--- Reading text ---
begin

Representatives of potentially affected communities. Many government advisory committees include representatives of constituencies with a potential stake in the issue before the committee. Such representatives may be experts of one kind or another, but their expected contribution to committee deliberation rests in part on their familiarity with a potentially affected constituency. The potential impact of geoengineering on global precipitation patterns is likely to affect different populations in very different ways. A geoengineering advisory body should thus include people with knowledge and experience of diverse regions around the globe. Although the members of a U.S. government advisory committee are likely to reside in the United States, at least some members should have personal familiarity with other parts of the world, especially the poor countries most vulnerable to climate change.

end

--- To-do list ---
• A. From the entries, copy out every line that contains the string "tree".
• B. Extend the passage on geoengineering advisory committees, starting after its final sentence.
The passage on geoengineering advisory committees and the entries are unrelated to each other.

--- Input data ---
begin

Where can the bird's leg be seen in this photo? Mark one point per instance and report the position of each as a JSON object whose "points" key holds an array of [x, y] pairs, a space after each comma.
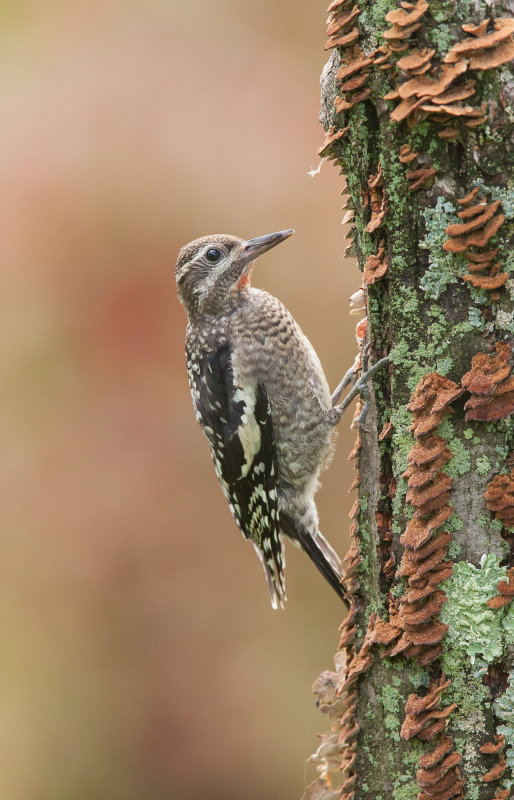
{"points": [[348, 378], [359, 387]]}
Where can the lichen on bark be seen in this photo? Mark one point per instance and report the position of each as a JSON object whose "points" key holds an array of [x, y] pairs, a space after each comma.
{"points": [[417, 106]]}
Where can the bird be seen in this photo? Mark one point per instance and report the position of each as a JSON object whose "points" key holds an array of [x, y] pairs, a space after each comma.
{"points": [[262, 399]]}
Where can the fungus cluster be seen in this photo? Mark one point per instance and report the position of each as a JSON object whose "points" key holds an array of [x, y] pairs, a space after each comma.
{"points": [[404, 21], [499, 497], [337, 691], [439, 95], [480, 221], [485, 51], [413, 628], [376, 199], [490, 385], [438, 774], [340, 29], [353, 76], [435, 96], [376, 265], [419, 177], [424, 561], [505, 592]]}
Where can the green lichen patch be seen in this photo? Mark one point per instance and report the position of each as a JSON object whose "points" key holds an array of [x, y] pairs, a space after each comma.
{"points": [[504, 708], [473, 627], [441, 270]]}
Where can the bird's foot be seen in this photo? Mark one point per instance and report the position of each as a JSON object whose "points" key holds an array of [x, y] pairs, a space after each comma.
{"points": [[360, 386]]}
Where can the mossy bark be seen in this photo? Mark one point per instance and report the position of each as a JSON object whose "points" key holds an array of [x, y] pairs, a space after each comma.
{"points": [[432, 311]]}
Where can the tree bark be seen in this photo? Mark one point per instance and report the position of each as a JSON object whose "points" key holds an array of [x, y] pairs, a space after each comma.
{"points": [[417, 108]]}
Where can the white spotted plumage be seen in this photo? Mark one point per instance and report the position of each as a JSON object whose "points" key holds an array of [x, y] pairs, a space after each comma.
{"points": [[262, 400]]}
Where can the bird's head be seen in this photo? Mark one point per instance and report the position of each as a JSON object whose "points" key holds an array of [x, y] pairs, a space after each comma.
{"points": [[213, 272]]}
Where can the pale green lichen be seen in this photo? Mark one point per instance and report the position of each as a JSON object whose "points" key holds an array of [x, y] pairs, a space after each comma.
{"points": [[504, 709], [476, 318], [482, 465], [441, 269], [460, 463], [473, 626]]}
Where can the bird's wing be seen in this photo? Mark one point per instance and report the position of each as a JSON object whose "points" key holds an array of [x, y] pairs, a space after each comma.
{"points": [[238, 424]]}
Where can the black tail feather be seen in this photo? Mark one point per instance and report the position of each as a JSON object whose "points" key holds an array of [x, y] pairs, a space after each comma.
{"points": [[319, 551]]}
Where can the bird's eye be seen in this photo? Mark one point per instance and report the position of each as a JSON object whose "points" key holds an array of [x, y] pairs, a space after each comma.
{"points": [[213, 254]]}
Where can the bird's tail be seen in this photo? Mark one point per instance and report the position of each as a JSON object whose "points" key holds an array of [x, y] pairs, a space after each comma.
{"points": [[321, 553]]}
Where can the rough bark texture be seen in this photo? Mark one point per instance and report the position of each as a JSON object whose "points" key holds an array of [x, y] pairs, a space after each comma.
{"points": [[417, 104]]}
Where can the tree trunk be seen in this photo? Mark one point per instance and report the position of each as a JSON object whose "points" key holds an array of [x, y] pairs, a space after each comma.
{"points": [[417, 105]]}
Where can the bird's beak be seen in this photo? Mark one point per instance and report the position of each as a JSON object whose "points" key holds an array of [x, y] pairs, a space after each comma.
{"points": [[255, 247]]}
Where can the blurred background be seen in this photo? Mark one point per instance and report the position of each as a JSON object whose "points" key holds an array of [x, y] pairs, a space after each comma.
{"points": [[140, 656]]}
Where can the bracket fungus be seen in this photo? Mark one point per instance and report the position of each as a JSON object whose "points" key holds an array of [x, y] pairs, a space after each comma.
{"points": [[490, 385]]}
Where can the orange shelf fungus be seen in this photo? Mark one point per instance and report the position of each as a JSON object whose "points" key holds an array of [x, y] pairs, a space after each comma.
{"points": [[499, 497], [376, 266], [340, 28], [419, 177], [490, 385], [480, 221], [485, 51]]}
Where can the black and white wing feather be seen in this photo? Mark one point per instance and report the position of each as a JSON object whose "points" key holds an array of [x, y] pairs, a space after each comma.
{"points": [[238, 424]]}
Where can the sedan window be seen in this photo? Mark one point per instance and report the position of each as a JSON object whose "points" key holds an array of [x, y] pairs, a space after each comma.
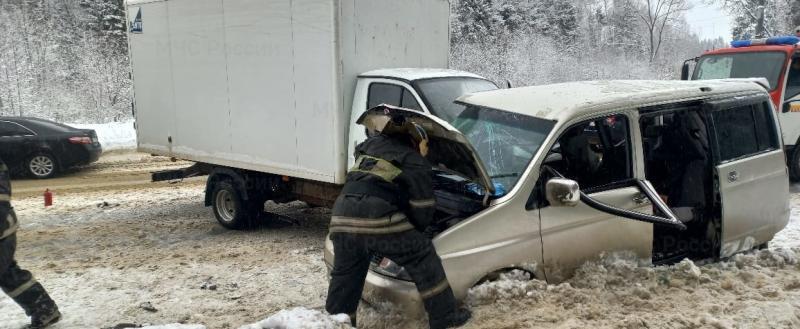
{"points": [[11, 129]]}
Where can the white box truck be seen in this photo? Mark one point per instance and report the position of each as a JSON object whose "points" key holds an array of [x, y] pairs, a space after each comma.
{"points": [[262, 95]]}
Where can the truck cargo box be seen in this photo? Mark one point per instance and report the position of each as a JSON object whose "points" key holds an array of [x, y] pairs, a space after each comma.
{"points": [[268, 85]]}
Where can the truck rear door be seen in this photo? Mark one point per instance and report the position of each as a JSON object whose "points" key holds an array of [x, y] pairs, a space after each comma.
{"points": [[751, 172]]}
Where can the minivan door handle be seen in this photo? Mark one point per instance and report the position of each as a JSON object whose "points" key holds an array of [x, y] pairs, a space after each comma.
{"points": [[640, 198]]}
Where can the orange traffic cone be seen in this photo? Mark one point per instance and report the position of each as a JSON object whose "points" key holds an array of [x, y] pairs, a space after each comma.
{"points": [[48, 198]]}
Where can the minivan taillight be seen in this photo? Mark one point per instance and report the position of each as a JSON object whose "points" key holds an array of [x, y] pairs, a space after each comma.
{"points": [[80, 140]]}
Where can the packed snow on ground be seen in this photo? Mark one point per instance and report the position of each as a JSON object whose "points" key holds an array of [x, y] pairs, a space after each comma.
{"points": [[302, 318], [106, 253], [114, 135], [173, 326]]}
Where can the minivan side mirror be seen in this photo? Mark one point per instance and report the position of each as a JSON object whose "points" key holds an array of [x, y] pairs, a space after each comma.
{"points": [[685, 70], [561, 192], [791, 106]]}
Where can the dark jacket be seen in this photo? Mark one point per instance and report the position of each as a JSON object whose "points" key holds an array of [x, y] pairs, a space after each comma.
{"points": [[390, 183], [8, 221]]}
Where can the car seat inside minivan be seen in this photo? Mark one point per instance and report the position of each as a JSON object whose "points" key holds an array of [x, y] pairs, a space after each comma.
{"points": [[678, 162]]}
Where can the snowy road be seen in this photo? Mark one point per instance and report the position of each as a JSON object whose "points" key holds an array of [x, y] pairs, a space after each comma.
{"points": [[152, 254]]}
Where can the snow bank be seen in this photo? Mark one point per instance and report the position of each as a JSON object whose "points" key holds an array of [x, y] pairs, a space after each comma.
{"points": [[114, 135], [302, 318]]}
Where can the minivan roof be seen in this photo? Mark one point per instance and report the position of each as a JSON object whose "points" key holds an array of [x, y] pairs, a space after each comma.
{"points": [[412, 74], [564, 101]]}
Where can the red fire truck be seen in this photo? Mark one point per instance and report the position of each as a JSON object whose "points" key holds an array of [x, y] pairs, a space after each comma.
{"points": [[779, 62]]}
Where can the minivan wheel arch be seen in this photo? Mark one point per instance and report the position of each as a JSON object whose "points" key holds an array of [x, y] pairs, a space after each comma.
{"points": [[495, 275]]}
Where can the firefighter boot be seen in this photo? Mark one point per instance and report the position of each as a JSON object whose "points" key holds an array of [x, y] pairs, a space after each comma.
{"points": [[459, 317], [39, 306]]}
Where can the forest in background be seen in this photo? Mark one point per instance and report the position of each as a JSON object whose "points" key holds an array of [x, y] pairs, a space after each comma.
{"points": [[67, 60]]}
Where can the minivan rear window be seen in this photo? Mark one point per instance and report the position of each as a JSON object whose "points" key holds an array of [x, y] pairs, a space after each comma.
{"points": [[745, 130]]}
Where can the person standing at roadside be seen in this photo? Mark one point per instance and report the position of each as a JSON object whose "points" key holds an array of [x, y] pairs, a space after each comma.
{"points": [[17, 283], [385, 204]]}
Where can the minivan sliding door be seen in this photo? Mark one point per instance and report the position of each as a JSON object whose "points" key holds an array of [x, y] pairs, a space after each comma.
{"points": [[750, 171]]}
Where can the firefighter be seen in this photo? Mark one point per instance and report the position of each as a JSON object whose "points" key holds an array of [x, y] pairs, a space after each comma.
{"points": [[385, 204], [17, 283]]}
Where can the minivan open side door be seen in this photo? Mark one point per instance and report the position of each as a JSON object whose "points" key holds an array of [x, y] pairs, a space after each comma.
{"points": [[751, 173]]}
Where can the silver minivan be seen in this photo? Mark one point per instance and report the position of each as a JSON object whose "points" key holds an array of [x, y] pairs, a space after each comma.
{"points": [[544, 178]]}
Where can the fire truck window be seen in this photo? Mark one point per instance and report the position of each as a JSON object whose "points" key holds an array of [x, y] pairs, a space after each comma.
{"points": [[793, 83]]}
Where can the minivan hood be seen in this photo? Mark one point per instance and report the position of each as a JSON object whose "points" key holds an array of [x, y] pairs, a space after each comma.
{"points": [[448, 146]]}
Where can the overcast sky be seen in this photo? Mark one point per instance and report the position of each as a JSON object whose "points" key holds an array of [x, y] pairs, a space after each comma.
{"points": [[709, 21]]}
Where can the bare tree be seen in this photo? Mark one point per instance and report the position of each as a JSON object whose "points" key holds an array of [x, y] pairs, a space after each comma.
{"points": [[657, 15]]}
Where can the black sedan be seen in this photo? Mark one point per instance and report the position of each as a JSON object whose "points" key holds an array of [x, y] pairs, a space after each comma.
{"points": [[41, 148]]}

end

--- Final answers ---
• A.
Where can the tree bark be seen in this photo? Mark one point per instance and report the position of each as a JSON object whose "points" key holds an array of [x, y] pairs, a space after each comma.
Where can the tree trunk be seen in this photo? Mark one point per instance and report the position of each as a JSON object whose "points" key holds an array of [x, y] pairs, a space after each comma.
Where can the bare tree be seen in this photo? Mark one point per instance and report the position of each as a JSON object whose "points" key holds an array of [x, y] pairs, a space after each comma.

• B.
Representatives of diverse political viewpoints. The standard view of expert advisory committees as insulated from politics makes it difficult to explicitly consider the political views of committee members. Most people would rather insist that committee members leave their politics at the door, and of course committee members should not be partisan advocates. Geoengineering is not currently a partisan issue, and it would be valuable for an advisory body to maintain a nonpartisan status. But with regard to controversial issues such as geoengineering, the political views of committee members are bound to receive public scrutiny. Therefore, rather than avoiding consideration of the committee members’ political views, it makes sense to seek a balance of political orientations. An advisory committee is likely to enjoy greater public legitimacy to the extent that it includes members with diverse political orientations.

TABLE 1

Membership:

Specific member recommendations

Natural scientists

• Researchers currently involved in geoengineering projects

• Other climate scientists

• Ecologists and environmental scientists

Social scientists and humanists

• Environmental and regulatory law experts

• International legal scholars

• Political scientists, international relations scholars, and    policy analysts

• Science and technology studies scholars

• Science policy experts

• Philosophy and ethics scholars

Academic research administrators with expertise in emerging technologies

Business and military leaders

Environmental NGOs

• Environmental NGOs with climate change focus

• Environmental justice and equity organizations

Former government officials with experience in diplomacy and administration

What should a national advisory committee do?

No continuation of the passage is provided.